§ **WORK TO BE COMPLETED**
Quote every row below word for word, leaving out the pictures.
[START DATA FOR THIS TASK]
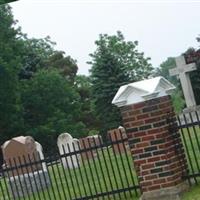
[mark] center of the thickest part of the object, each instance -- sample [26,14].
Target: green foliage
[87,115]
[177,96]
[51,106]
[195,76]
[114,63]
[66,65]
[11,122]
[34,55]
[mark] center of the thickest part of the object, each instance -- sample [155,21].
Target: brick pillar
[156,147]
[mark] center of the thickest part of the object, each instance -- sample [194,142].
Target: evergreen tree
[115,62]
[11,122]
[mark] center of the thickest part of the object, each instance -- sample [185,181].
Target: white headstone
[142,90]
[39,149]
[67,144]
[182,70]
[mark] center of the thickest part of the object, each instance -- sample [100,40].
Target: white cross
[182,70]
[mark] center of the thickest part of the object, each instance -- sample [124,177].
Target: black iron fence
[189,127]
[93,170]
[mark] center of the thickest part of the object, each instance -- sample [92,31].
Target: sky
[163,28]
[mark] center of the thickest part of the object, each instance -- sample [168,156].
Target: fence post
[155,144]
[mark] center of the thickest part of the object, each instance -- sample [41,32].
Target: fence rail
[189,127]
[95,170]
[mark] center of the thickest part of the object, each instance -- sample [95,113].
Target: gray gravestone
[66,145]
[182,70]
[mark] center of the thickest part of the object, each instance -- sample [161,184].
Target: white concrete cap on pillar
[142,90]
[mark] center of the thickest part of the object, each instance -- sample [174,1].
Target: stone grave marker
[67,144]
[21,151]
[87,143]
[116,135]
[182,70]
[39,150]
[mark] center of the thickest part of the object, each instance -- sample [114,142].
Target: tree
[195,75]
[34,55]
[87,115]
[177,95]
[115,62]
[11,122]
[66,65]
[51,106]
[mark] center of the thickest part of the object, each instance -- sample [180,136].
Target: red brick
[155,187]
[150,177]
[168,184]
[137,123]
[137,151]
[165,105]
[144,173]
[142,144]
[148,166]
[130,135]
[148,138]
[134,112]
[156,113]
[146,183]
[159,181]
[154,159]
[165,98]
[139,105]
[160,135]
[130,119]
[139,162]
[153,131]
[151,120]
[139,134]
[143,116]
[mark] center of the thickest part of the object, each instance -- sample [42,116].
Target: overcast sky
[163,28]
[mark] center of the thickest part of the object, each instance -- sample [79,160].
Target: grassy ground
[90,179]
[102,174]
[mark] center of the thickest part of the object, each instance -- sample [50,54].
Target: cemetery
[127,130]
[153,156]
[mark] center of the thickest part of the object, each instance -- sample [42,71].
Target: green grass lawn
[102,174]
[108,172]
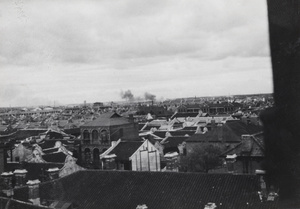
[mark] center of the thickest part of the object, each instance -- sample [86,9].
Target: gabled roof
[125,149]
[107,119]
[253,148]
[127,189]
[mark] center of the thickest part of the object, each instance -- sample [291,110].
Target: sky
[67,52]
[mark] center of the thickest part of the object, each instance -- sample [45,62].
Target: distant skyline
[75,51]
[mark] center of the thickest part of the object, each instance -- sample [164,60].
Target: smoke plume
[127,95]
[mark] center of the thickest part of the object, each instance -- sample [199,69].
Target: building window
[86,135]
[95,136]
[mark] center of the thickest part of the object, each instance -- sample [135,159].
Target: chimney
[53,173]
[8,187]
[246,144]
[263,186]
[213,123]
[20,175]
[109,162]
[220,131]
[34,191]
[142,207]
[131,119]
[171,161]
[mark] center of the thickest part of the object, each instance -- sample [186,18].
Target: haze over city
[72,52]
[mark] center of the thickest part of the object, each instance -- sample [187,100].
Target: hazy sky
[71,51]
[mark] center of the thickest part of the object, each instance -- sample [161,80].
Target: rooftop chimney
[213,123]
[8,188]
[53,173]
[109,162]
[34,191]
[20,175]
[171,160]
[131,119]
[142,207]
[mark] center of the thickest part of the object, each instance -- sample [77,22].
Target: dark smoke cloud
[127,95]
[149,96]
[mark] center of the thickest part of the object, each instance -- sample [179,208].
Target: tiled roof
[254,149]
[36,170]
[190,128]
[14,204]
[127,189]
[181,132]
[173,141]
[107,119]
[125,149]
[184,115]
[58,157]
[229,132]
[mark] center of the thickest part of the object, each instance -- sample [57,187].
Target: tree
[204,158]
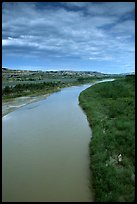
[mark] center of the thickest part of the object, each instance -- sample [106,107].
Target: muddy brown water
[45,150]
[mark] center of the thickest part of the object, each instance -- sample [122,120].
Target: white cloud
[92,31]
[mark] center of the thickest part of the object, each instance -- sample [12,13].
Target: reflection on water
[45,150]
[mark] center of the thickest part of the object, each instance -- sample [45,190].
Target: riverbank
[110,110]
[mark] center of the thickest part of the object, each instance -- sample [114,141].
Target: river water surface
[45,150]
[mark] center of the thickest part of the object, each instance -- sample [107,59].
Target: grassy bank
[110,110]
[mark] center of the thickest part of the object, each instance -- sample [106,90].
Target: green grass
[110,108]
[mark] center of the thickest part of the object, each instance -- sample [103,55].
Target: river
[45,150]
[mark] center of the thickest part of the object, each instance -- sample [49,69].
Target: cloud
[83,30]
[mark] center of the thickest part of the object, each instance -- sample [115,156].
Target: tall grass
[110,108]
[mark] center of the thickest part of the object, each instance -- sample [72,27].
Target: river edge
[88,98]
[18,102]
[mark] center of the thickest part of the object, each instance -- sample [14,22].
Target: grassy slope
[110,110]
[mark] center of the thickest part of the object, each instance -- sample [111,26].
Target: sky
[79,36]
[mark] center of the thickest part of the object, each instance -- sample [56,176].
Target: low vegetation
[110,108]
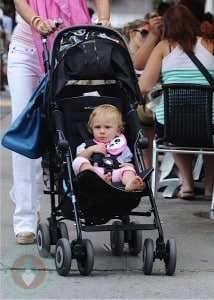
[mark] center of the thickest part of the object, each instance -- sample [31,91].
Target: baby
[106,125]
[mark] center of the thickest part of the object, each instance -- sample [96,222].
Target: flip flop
[186,195]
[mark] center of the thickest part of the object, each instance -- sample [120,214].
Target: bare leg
[87,166]
[184,164]
[131,181]
[147,153]
[208,174]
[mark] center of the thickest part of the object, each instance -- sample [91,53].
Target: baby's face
[105,127]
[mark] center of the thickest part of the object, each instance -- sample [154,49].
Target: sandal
[186,195]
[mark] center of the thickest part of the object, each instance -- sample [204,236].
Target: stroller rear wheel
[85,262]
[62,230]
[148,256]
[170,260]
[43,240]
[135,244]
[117,240]
[63,257]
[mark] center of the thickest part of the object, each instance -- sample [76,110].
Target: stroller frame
[END DATA FOR THIS TASK]
§ **RIGHT ANSWER**
[mark] center of the thickest part of the object, each instance -- sample [26,14].
Target: green foliage
[87,115]
[177,96]
[51,106]
[195,76]
[114,63]
[66,65]
[11,122]
[34,55]
[mark] center of the thickest part of the object, each instance -- sample [155,21].
Target: brick pillar
[156,147]
[mark] center of the thickest part of the object, each instance -- sample [194,142].
Target: evergreen tree
[115,62]
[11,122]
[mark] center of the thickest part of the object, each instance -- sample [185,181].
Target: white headstone
[142,90]
[39,149]
[67,144]
[182,70]
[mark] center of the thickest part of the object, each instance -- sample [100,40].
Target: white cross
[182,70]
[mark] center of the thickest part of the object, each instance -- sample [124,177].
Target: black iron fence
[189,127]
[93,170]
[mark] center of the thickest part of the object, each instance -- sample [92,31].
Target: sky
[163,28]
[mark] center of the thickest part of the object, each instance -- sample [168,156].
Target: fence post
[155,144]
[mark] center of the thickest part of the object, each instance -- sample [41,32].
Target: fence rail
[189,127]
[95,170]
[mark] center of the thickest part of the object, each instance -- sample [95,113].
Target: gray gravestone
[66,145]
[182,70]
[mark] center of the thickest part of the object, each instance -- sample [161,184].
Target: white concrete cap on pillar
[142,90]
[mark] center of the thickest part of the object, each instance -- sample [174,1].
Target: stone grave marker
[67,144]
[21,151]
[87,143]
[116,135]
[182,70]
[39,150]
[mark] center of the thickest part of the object, each instance -- sample [114,142].
Target: tree
[195,75]
[34,55]
[87,115]
[177,95]
[115,62]
[11,122]
[66,65]
[51,106]
[mark] center of the thickest part of the object, each instance -- sample [180,136].
Target: red brick
[155,187]
[150,177]
[168,184]
[137,123]
[137,151]
[165,105]
[144,173]
[142,144]
[148,166]
[130,135]
[148,138]
[134,112]
[156,113]
[146,183]
[159,181]
[154,159]
[165,98]
[139,105]
[160,135]
[130,119]
[139,162]
[153,131]
[151,120]
[139,134]
[143,116]
[mark] center of the thickest part of the object, each instance -- sample [42,116].
Target: overcast sky
[163,28]
[mark] center of the thickest part of the object, each instance -- sample [79,160].
Target: grassy ground
[90,179]
[102,174]
[mark] center of the thickest part of the object, each instance -- sample [50,54].
Target: cemetery
[127,130]
[153,156]
[mark] center of the thickest part of the object, each instance -- sample [42,71].
Target: green grass lawn
[102,174]
[108,172]
[mark] center of the thickest part of the object, each instance -- sample [86,9].
Target: gabled roof
[125,149]
[107,119]
[253,148]
[127,189]
[mark] center of the thickest part of the object, each instance -- sample [291,110].
Target: sky
[67,52]
[mark] center of the thickest part of the object, each instance -- sample [45,62].
Target: distant skyline
[75,51]
[mark] center of the thickest part of the object, each instance -- sample [164,60].
Target: smoke plume
[127,95]
[mark] center of the thickest part of the object, each instance -- sample [199,69].
Target: building window
[86,135]
[95,136]
[mark] center of the thickest part of the object, each instance -- sample [135,159].
Target: chimney
[53,173]
[8,187]
[246,144]
[263,186]
[213,123]
[20,175]
[109,162]
[220,131]
[34,191]
[142,207]
[131,119]
[171,161]
[mark] center of the thickest part of the object, each instance -- sample [186,18].
Target: haze over city
[72,52]
[mark] center of the thickest part of the object, each instance -- sample [187,100].
Target: hazy sky
[71,51]
[mark] center of the thickest part of the object, each instance -- sample [161,80].
Target: rooftop chimney
[213,123]
[8,188]
[53,173]
[109,162]
[34,191]
[20,175]
[171,160]
[131,119]
[142,207]
[mark] center of the thickest part of the object, each instance -- sample [77,22].
Target: dark smoke cloud
[127,95]
[149,96]
[mark] center of the thickest part of the object, each instance -- sample [179,208].
Target: tiled roof
[254,149]
[36,170]
[190,128]
[14,204]
[127,189]
[181,132]
[173,141]
[107,119]
[125,149]
[184,115]
[58,157]
[229,132]
[mark] center of the thickest part of the object, each instance -- sample [57,187].
Target: tree
[204,158]
[mark] center of the thickest part of the object, each instance -- sample [106,107].
Target: muddy brown water
[45,150]
[mark] center of the thickest part of the object, each instance -- sample [122,120].
Target: white cloud
[92,31]
[mark] center of the thickest part of the object, each instance -- sample [12,13].
Target: reflection on water
[45,150]
[mark] center of the thickest part of the object, each instance -- sample [45,190].
Target: riverbank
[110,110]
[mark] center of the thickest part of the object, each instance -- sample [114,141].
Target: river water surface
[45,150]
[mark] center of the thickest part of the object, each instance -- sample [107,59].
Target: grassy bank
[110,110]
[mark] center of the thickest part of the object, each instance -- sample [106,90].
Target: green grass
[110,108]
[mark] center of the thickest part of the object, each instance -- sample [103,55].
Target: river
[45,150]
[mark] center of the thickest part of the object, each instance -- sample [49,69].
Target: cloud
[83,30]
[mark] center of the thickest part of the object, each instance -- sample [115,156].
Target: tall grass
[110,108]
[mark] center of the thickest part of the object, each instance -- sample [72,27].
Target: river edge
[88,98]
[18,102]
[mark] center of the thickest part of the object, each instance -- sample [14,22].
Target: grassy slope
[110,110]
[mark] center of the thickest part of the object, each instance -- sample [111,26].
Target: sky
[79,36]
[mark] center of the thickest part of the object, each instance -- sample [56,176].
Target: low vegetation
[110,108]
[mark] center of the thickest part of the object, each instance -- sample [31,91].
Target: baby
[106,125]
[mark] center of the thickest part of the object, each instance -- sample [96,222].
Target: flip flop
[186,195]
[mark] center of the thickest part of the object, each instance -- sample [120,214].
Target: bare leg
[87,166]
[184,164]
[131,181]
[147,153]
[208,174]
[mark] center of the thickest part of the object, each instance -- sample [91,53].
Target: baby's face
[105,127]
[mark] center of the thickest part of the object, each instance -- sample [154,49].
Target: sandal
[186,195]
[mark] center of the thickest part of the object, each instance -- sample [204,236].
Target: stroller rear wheel
[85,262]
[62,230]
[148,256]
[170,260]
[43,240]
[135,244]
[117,240]
[63,257]
[mark] center of the thickest part of the object, each instance -- sample [76,110].
Target: stroller frame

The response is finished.